━━ Records for the exercise
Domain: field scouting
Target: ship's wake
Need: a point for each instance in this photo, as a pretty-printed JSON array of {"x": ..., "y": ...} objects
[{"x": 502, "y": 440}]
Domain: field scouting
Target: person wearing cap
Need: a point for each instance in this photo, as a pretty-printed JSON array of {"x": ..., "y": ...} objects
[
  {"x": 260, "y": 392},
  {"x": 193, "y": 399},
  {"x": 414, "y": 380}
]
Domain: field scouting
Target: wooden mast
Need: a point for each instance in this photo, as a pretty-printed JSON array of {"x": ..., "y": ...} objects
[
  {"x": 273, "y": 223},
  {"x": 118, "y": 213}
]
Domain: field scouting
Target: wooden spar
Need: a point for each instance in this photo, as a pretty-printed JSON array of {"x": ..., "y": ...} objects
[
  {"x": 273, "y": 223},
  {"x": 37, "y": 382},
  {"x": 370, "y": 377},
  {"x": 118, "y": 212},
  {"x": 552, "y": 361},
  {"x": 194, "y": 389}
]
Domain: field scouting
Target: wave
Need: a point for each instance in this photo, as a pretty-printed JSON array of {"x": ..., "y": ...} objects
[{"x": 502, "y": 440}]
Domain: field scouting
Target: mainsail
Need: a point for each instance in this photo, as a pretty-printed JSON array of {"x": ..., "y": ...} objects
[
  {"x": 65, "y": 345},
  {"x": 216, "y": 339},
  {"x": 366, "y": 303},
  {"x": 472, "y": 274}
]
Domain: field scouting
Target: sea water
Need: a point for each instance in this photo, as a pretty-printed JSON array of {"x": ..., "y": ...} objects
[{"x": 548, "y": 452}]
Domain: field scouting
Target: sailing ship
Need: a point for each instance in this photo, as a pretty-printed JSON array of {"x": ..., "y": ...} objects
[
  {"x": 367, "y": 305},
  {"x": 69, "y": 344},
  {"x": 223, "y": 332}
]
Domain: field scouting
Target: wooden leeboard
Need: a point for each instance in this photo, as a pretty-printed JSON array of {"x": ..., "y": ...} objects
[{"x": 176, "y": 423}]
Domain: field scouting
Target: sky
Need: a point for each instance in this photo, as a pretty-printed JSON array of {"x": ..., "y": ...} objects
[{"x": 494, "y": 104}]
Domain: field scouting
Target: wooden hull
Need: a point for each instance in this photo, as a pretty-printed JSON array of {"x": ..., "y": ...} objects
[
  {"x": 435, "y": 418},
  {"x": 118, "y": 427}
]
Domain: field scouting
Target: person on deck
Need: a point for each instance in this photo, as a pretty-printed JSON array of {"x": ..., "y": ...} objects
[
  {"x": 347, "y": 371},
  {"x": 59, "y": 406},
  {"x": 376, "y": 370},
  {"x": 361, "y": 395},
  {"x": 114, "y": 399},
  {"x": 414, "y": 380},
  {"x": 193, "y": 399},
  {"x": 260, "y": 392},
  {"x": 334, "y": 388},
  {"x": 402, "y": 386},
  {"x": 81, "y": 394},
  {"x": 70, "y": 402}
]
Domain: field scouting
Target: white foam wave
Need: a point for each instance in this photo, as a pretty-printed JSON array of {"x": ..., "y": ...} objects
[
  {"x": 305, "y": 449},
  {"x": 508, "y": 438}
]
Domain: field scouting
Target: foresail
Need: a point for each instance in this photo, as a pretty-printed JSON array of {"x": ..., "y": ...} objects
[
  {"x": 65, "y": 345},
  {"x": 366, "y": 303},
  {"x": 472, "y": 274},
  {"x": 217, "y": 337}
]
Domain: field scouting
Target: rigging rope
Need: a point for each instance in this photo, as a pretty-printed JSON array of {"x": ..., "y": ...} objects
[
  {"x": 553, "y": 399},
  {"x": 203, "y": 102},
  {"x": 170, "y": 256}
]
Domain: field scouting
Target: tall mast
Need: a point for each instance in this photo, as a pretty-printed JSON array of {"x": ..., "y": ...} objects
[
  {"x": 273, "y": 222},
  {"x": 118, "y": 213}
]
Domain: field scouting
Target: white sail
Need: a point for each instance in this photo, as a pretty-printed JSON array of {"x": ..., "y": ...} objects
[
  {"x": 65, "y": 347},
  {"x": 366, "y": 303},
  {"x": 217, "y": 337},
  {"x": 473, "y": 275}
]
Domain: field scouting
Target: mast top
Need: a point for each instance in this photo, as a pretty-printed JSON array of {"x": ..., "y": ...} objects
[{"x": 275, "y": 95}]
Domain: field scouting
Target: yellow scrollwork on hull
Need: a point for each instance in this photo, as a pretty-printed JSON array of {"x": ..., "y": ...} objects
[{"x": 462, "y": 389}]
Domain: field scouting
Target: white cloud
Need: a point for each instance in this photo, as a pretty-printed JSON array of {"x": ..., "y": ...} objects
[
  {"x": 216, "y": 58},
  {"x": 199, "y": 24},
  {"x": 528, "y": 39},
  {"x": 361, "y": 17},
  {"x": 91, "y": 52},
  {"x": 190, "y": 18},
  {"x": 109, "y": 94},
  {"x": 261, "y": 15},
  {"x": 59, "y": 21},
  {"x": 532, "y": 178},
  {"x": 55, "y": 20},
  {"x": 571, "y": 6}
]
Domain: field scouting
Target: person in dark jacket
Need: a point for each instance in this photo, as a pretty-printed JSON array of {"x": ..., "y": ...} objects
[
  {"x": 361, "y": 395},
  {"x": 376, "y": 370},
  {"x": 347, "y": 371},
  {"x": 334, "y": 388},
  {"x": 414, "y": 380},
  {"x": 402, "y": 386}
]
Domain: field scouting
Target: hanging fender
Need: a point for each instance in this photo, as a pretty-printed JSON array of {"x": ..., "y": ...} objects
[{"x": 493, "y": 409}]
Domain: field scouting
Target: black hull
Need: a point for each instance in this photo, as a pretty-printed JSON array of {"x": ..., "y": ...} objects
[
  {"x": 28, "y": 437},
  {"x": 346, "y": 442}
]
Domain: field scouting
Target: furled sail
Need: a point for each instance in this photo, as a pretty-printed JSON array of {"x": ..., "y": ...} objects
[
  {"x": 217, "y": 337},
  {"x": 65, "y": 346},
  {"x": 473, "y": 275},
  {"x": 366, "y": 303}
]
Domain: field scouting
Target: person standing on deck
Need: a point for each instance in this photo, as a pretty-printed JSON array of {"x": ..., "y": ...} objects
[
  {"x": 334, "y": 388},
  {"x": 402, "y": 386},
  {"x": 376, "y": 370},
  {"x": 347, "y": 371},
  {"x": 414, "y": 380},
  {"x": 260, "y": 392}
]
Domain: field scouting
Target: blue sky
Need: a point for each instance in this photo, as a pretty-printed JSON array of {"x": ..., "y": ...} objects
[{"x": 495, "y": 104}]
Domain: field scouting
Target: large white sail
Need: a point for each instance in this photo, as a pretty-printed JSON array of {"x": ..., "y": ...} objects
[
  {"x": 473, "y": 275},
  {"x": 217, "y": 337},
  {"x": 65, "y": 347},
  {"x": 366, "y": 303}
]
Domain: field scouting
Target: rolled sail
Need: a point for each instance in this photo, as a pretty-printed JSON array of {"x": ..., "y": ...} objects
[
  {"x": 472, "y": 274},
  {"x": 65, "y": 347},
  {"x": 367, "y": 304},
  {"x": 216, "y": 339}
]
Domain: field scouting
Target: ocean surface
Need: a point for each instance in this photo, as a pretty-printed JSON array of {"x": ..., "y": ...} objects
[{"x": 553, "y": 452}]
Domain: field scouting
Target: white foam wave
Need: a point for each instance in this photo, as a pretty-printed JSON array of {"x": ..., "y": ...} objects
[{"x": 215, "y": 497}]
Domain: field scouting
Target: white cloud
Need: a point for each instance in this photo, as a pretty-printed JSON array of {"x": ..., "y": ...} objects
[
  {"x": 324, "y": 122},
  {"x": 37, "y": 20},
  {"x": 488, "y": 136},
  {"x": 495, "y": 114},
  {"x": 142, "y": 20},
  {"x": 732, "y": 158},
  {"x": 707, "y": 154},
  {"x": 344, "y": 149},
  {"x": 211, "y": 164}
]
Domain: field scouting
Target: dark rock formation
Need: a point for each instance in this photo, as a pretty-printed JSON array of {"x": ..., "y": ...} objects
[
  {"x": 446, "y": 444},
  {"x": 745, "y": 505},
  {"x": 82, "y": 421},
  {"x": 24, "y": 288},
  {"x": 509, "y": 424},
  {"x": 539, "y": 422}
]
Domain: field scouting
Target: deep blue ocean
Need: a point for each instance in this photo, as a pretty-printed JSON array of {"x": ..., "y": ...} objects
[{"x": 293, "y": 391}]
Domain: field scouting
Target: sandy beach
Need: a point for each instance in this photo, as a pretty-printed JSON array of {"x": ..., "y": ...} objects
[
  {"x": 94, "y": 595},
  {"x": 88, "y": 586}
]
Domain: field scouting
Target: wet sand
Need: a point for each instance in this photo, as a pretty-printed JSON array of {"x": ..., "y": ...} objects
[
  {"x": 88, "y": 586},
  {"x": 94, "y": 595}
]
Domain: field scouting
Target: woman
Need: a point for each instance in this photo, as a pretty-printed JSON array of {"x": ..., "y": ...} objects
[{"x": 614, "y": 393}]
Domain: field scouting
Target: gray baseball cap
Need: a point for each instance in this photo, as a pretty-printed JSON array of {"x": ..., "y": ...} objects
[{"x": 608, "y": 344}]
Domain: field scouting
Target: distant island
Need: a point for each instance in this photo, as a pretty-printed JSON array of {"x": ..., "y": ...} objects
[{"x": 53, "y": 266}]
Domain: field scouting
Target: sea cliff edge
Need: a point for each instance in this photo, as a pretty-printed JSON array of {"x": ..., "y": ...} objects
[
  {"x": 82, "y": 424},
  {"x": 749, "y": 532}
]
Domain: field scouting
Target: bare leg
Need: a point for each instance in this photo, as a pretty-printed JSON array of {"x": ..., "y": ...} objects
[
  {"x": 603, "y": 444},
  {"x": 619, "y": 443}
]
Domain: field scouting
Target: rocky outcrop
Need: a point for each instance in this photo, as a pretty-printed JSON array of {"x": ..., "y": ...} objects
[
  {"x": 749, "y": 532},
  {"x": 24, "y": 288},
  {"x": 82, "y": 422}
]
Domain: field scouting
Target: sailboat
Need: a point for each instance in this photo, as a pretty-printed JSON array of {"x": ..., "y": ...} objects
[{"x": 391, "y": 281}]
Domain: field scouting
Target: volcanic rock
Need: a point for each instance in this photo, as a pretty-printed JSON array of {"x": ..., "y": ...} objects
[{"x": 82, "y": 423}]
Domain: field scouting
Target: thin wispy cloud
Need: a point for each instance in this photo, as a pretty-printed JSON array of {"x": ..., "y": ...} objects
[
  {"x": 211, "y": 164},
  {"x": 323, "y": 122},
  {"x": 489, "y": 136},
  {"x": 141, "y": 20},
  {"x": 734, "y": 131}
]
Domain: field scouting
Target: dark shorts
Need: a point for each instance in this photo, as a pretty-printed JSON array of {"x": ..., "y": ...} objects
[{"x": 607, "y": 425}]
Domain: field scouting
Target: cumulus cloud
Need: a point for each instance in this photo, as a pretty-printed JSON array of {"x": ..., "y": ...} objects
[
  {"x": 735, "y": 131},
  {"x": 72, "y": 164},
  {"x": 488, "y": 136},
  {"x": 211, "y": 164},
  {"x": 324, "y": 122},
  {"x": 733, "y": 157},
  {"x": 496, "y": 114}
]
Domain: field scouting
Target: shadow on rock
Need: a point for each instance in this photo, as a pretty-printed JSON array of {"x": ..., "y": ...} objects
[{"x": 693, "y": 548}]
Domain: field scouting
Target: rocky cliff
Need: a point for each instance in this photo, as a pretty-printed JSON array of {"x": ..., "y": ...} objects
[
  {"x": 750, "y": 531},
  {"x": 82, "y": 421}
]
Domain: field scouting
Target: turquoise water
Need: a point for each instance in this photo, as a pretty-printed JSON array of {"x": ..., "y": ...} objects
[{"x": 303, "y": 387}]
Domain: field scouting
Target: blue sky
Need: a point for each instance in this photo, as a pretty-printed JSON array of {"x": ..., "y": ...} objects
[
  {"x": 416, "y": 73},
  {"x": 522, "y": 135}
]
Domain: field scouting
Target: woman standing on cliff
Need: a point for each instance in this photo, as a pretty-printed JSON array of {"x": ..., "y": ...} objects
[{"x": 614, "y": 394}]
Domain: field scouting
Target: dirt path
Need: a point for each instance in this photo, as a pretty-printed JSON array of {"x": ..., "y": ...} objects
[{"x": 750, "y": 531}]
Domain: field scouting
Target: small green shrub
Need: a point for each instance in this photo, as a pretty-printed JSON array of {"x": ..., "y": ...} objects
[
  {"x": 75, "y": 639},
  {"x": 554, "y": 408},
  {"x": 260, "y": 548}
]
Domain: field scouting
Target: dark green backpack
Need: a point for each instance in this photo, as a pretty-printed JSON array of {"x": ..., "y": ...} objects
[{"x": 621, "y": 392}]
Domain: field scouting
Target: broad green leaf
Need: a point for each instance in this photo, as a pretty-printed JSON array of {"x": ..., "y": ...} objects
━━━━
What the exercise asks: Filter the rows above, keeping every line that contains the string "woman".

Exercise response:
Target: woman
Target: woman standing on cliff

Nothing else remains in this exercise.